» Problem description:
Return the full set of records, matching them character for character.

» Free-text object descriptions:
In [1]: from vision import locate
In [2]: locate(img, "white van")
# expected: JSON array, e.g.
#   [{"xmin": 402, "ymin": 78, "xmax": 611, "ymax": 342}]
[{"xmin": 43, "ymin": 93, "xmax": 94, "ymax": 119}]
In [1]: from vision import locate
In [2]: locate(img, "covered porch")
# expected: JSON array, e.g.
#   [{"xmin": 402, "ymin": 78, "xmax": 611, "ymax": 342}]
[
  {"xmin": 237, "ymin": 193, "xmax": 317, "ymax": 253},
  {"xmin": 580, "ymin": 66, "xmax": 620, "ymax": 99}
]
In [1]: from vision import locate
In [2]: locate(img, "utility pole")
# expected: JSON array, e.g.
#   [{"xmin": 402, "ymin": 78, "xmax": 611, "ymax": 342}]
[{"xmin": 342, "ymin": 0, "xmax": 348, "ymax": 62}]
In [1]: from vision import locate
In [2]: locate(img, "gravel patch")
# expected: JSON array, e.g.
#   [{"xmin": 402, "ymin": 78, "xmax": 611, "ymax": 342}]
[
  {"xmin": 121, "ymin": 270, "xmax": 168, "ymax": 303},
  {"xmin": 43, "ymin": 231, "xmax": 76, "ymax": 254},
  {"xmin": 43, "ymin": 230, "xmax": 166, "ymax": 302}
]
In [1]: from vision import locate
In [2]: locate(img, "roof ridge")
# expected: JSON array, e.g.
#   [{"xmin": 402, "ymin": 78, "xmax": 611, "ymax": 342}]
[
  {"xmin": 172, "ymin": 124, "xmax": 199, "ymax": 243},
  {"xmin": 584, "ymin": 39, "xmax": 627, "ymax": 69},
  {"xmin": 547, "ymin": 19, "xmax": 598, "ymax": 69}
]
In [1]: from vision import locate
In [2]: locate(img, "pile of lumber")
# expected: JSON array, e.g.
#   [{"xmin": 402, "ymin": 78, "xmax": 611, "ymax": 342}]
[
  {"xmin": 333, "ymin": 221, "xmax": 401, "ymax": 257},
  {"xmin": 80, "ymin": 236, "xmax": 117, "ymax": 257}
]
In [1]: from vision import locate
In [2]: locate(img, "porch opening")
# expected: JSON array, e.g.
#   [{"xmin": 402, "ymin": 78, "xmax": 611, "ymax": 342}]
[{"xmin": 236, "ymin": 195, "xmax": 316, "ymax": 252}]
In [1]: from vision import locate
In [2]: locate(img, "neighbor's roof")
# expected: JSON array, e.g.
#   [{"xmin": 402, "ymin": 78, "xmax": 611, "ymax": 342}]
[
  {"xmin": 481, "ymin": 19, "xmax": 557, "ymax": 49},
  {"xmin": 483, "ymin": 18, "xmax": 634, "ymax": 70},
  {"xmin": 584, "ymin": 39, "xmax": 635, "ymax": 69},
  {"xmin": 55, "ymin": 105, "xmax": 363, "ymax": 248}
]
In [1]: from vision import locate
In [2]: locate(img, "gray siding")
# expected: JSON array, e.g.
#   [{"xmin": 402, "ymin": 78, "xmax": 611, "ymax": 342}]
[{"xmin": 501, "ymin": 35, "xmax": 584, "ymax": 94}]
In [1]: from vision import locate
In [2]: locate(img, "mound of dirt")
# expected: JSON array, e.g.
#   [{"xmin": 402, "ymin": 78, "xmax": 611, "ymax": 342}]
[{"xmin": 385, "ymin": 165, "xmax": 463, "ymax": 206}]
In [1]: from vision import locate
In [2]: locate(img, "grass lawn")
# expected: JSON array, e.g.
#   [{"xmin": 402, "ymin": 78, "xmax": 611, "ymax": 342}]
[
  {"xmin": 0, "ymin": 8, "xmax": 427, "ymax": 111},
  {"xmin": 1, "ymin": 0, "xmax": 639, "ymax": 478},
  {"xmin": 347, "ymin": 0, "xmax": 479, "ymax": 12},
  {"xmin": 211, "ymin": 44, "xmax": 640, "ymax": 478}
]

» Task output:
In [1]: from vision import locate
In [2]: locate(img, "white van")
# expected: JSON array, e.g.
#   [{"xmin": 402, "ymin": 78, "xmax": 611, "ymax": 342}]
[{"xmin": 43, "ymin": 93, "xmax": 94, "ymax": 119}]
In [1]: from vision import locate
In [2]: locate(img, "covered porch")
# expected: JSON array, e.g.
#   [{"xmin": 402, "ymin": 78, "xmax": 611, "ymax": 342}]
[
  {"xmin": 237, "ymin": 193, "xmax": 317, "ymax": 253},
  {"xmin": 580, "ymin": 66, "xmax": 620, "ymax": 99}
]
In [1]: from vision import locate
In [2]: locate(img, "utility pole")
# expected: JSON array, e.g.
#   [{"xmin": 402, "ymin": 78, "xmax": 611, "ymax": 342}]
[{"xmin": 342, "ymin": 0, "xmax": 348, "ymax": 62}]
In [1]: from vision import locate
In [2]: locate(img, "gravel patch")
# expected: JSON array, e.g.
#   [{"xmin": 402, "ymin": 78, "xmax": 611, "ymax": 342}]
[
  {"xmin": 121, "ymin": 270, "xmax": 168, "ymax": 303},
  {"xmin": 43, "ymin": 231, "xmax": 76, "ymax": 254},
  {"xmin": 43, "ymin": 230, "xmax": 166, "ymax": 302}
]
In [1]: from vision import locate
In [2]: locate(img, "roof ridge")
# expected: JSON array, e.g.
#   [{"xmin": 402, "ymin": 78, "xmax": 611, "ymax": 342}]
[
  {"xmin": 172, "ymin": 124, "xmax": 199, "ymax": 243},
  {"xmin": 584, "ymin": 39, "xmax": 627, "ymax": 69},
  {"xmin": 547, "ymin": 19, "xmax": 598, "ymax": 69}
]
In [1]: from vision import locate
In [2]: locate(img, "pile of lumber")
# expected: JSON array, e.g.
#   [{"xmin": 402, "ymin": 78, "xmax": 611, "ymax": 342}]
[
  {"xmin": 333, "ymin": 221, "xmax": 401, "ymax": 257},
  {"xmin": 80, "ymin": 236, "xmax": 117, "ymax": 257}
]
In [1]: from vision import locate
In [2]: locate(img, "porch opening")
# expected: JSON array, e.g.
#   [{"xmin": 402, "ymin": 78, "xmax": 611, "ymax": 342}]
[{"xmin": 236, "ymin": 195, "xmax": 316, "ymax": 252}]
In [1]: from vision import locate
In [2]: locate(img, "neighbor's roof")
# expected: JSON array, e.g.
#   [{"xmin": 402, "ymin": 78, "xmax": 611, "ymax": 342}]
[
  {"xmin": 481, "ymin": 19, "xmax": 557, "ymax": 49},
  {"xmin": 483, "ymin": 18, "xmax": 634, "ymax": 70},
  {"xmin": 584, "ymin": 39, "xmax": 635, "ymax": 69},
  {"xmin": 55, "ymin": 105, "xmax": 363, "ymax": 248}
]
In [1]: from vision import locate
In [2]: locate(img, "gray siding")
# expected: JSON array, e.g.
#   [{"xmin": 402, "ymin": 78, "xmax": 611, "ymax": 342}]
[{"xmin": 501, "ymin": 35, "xmax": 584, "ymax": 94}]
In [1]: from vision import locate
In [2]: locate(img, "mound of dirt")
# expected: JSON array, e.g.
#   [{"xmin": 402, "ymin": 78, "xmax": 611, "ymax": 342}]
[{"xmin": 385, "ymin": 165, "xmax": 463, "ymax": 206}]
In [1]: from vision import locate
In [2]: locate(img, "grass lawn")
# expected: JSON array, e.g.
#   [{"xmin": 402, "ymin": 78, "xmax": 611, "ymax": 342}]
[
  {"xmin": 0, "ymin": 8, "xmax": 427, "ymax": 111},
  {"xmin": 1, "ymin": 0, "xmax": 639, "ymax": 478},
  {"xmin": 347, "ymin": 0, "xmax": 479, "ymax": 12},
  {"xmin": 211, "ymin": 44, "xmax": 640, "ymax": 478}
]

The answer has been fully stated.